Aim: Count the lines in the entries below that contain the string "wooden", and give only that number.

—————

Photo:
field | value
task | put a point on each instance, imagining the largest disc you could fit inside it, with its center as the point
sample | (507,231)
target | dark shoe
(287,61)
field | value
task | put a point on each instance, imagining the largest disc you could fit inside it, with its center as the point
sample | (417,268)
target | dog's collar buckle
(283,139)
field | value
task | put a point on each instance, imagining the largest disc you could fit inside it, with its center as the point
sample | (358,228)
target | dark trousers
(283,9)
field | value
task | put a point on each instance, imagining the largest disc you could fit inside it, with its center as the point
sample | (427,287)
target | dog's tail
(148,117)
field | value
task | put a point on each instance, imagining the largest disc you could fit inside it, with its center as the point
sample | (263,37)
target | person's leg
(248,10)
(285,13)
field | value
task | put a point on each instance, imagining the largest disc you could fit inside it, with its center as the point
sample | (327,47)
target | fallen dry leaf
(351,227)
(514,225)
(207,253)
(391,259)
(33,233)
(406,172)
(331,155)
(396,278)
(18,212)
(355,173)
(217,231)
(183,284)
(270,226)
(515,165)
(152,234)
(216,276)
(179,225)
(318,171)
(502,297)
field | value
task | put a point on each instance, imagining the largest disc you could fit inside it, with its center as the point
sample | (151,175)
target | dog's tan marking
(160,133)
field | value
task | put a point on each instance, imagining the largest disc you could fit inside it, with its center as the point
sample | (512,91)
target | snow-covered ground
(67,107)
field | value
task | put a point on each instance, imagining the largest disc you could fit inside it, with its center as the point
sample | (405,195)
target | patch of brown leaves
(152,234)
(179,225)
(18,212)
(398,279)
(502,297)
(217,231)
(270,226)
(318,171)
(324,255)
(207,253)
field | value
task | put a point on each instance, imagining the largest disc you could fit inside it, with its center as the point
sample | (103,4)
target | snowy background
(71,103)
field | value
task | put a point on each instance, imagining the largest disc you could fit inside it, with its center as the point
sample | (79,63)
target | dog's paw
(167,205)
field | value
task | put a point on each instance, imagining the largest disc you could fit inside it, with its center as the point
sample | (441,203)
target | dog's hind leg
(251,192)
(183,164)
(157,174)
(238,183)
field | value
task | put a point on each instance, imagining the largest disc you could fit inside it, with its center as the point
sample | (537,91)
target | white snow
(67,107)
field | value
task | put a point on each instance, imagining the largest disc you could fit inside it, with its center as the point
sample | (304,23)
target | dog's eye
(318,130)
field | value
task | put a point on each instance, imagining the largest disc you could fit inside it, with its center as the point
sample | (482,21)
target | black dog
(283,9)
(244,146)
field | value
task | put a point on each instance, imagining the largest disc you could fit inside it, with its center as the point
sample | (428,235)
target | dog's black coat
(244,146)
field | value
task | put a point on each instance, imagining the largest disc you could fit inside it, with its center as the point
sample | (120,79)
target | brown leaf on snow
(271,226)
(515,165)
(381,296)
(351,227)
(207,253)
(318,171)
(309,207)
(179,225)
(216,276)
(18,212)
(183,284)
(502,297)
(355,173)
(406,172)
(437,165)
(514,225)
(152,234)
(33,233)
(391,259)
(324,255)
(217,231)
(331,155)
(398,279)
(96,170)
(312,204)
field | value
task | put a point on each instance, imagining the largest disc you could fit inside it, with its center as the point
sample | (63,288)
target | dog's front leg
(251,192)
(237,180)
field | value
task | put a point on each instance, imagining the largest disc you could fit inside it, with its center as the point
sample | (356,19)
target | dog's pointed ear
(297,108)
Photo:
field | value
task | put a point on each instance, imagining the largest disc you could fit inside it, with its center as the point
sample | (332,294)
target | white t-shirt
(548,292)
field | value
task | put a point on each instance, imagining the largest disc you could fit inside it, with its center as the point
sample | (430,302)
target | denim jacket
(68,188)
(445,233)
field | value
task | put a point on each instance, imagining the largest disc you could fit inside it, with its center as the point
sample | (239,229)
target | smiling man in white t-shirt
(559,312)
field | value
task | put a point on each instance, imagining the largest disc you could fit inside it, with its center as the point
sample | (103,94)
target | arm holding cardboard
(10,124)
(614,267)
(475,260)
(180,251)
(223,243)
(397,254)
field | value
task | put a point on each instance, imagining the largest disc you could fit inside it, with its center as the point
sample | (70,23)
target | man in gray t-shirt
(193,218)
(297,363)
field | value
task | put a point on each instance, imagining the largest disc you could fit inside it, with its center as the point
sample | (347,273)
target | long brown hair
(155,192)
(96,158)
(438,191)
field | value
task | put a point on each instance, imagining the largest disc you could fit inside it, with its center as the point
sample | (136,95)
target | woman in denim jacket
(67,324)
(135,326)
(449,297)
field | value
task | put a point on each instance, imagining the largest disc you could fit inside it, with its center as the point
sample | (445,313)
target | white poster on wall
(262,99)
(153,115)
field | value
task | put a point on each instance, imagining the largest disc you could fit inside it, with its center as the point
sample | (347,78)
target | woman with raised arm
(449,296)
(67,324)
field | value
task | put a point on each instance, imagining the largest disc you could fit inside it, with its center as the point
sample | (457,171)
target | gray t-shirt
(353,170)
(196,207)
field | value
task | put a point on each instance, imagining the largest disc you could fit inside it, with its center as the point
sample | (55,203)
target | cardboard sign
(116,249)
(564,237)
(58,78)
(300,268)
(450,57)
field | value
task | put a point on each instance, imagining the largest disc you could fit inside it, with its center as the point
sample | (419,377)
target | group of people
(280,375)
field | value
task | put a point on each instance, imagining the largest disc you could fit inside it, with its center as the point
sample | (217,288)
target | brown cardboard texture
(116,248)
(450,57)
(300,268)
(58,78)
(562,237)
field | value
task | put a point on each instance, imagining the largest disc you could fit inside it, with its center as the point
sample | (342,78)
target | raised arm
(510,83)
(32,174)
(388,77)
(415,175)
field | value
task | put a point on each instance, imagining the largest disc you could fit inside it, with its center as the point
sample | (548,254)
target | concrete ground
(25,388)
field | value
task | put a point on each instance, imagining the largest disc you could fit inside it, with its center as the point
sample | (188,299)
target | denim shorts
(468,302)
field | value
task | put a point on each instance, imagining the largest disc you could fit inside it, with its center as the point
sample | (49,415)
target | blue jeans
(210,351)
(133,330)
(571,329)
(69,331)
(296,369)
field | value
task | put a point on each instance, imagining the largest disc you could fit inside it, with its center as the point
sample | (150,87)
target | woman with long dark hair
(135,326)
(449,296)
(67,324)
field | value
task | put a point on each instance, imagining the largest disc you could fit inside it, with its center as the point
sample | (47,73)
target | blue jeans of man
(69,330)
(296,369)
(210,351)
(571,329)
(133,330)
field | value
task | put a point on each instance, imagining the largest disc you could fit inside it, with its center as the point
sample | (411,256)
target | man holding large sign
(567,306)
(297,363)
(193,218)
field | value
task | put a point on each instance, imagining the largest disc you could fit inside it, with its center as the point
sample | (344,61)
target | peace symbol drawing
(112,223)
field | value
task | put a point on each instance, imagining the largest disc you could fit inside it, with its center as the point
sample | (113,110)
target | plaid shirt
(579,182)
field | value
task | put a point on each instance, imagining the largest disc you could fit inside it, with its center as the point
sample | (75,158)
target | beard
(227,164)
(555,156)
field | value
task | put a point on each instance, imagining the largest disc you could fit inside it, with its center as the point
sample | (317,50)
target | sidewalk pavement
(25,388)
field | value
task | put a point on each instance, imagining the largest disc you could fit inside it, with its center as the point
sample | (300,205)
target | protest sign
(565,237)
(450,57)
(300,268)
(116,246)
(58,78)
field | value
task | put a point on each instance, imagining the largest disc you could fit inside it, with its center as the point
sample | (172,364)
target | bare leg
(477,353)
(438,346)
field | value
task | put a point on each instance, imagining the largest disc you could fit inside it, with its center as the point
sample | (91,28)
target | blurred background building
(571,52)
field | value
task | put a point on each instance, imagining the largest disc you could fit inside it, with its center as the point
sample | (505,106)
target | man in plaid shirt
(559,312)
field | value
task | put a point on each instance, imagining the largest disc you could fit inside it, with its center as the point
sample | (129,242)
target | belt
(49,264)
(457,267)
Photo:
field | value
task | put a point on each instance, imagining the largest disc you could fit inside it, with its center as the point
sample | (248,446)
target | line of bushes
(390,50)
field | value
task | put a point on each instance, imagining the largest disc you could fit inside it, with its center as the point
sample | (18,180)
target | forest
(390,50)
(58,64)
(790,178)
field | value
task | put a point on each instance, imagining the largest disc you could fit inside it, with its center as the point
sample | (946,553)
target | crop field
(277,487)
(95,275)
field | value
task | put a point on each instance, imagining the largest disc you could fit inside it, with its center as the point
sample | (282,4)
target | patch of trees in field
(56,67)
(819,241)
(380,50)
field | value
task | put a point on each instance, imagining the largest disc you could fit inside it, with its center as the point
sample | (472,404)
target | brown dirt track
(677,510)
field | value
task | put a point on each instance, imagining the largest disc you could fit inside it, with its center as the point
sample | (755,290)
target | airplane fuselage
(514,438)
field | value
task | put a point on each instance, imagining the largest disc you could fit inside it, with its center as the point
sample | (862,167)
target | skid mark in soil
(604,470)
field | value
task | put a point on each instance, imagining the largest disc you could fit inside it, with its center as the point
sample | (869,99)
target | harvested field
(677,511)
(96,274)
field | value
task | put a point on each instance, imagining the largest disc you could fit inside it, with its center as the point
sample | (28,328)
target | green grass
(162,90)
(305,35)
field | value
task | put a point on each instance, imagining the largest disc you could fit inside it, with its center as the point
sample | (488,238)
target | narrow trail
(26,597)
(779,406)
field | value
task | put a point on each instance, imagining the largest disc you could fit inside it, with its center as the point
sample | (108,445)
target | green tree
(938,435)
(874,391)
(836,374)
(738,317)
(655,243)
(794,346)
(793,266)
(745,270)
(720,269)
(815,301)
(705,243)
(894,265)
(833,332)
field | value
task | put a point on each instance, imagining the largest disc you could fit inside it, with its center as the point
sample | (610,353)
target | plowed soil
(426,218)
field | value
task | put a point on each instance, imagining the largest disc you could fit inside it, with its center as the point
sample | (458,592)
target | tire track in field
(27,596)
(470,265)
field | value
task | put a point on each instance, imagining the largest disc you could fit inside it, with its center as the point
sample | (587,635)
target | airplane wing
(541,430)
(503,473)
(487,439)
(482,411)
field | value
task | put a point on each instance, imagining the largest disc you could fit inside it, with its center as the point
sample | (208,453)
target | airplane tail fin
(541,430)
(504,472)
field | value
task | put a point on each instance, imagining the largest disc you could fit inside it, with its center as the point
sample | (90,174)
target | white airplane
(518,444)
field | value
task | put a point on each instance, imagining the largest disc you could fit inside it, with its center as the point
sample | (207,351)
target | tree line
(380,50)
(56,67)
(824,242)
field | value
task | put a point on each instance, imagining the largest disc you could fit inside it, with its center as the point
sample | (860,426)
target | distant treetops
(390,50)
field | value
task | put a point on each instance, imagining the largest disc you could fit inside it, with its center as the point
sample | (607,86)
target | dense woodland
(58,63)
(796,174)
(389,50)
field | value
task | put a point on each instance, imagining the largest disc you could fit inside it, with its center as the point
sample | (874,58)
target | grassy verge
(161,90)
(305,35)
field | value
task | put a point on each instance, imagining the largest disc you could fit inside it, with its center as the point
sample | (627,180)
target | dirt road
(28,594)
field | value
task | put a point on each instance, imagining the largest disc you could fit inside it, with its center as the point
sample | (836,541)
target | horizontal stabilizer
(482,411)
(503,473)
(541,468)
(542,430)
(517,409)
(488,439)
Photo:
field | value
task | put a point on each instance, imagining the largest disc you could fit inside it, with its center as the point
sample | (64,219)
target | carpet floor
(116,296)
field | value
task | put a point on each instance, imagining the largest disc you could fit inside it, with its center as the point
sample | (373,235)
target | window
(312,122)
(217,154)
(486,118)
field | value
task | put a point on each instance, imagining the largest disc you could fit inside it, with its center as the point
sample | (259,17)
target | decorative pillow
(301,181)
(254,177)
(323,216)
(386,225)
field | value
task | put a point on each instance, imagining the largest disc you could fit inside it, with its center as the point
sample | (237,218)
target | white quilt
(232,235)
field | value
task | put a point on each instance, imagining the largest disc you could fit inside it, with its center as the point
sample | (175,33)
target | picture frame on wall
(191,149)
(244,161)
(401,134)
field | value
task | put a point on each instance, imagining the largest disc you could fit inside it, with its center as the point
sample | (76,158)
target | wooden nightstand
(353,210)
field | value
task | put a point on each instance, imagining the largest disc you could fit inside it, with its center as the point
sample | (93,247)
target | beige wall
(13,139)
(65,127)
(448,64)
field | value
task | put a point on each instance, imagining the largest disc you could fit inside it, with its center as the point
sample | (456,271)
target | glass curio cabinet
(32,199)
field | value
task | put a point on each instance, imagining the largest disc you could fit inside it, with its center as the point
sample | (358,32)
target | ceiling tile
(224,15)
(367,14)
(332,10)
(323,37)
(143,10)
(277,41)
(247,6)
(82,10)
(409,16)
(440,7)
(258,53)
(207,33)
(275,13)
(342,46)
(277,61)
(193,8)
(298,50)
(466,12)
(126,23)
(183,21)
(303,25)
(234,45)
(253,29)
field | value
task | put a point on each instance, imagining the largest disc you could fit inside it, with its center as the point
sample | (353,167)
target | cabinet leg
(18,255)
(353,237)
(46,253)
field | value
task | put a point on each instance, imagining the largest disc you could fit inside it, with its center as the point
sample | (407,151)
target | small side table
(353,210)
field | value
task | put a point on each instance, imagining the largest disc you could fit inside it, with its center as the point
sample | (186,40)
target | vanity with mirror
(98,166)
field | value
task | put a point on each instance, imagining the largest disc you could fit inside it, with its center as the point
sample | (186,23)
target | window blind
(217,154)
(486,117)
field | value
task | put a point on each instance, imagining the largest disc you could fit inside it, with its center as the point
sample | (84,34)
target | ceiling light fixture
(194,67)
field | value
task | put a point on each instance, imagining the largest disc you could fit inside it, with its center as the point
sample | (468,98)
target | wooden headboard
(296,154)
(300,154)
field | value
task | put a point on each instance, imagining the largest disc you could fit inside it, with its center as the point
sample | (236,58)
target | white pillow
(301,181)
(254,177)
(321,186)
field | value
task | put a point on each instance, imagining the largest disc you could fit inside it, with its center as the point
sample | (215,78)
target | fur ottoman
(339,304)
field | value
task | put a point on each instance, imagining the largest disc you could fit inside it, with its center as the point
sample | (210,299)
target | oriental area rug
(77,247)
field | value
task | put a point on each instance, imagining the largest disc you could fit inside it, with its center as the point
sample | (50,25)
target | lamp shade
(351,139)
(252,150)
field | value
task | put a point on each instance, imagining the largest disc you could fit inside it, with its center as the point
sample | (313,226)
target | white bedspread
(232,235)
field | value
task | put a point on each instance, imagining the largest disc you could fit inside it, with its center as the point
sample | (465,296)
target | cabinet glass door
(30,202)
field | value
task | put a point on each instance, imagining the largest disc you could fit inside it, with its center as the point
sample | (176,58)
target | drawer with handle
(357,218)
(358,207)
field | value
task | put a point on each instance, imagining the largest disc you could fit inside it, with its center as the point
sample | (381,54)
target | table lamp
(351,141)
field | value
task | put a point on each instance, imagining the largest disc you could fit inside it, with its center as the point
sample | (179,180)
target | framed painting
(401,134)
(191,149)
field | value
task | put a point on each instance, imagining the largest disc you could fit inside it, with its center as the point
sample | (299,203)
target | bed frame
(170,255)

—————

Task solution: 2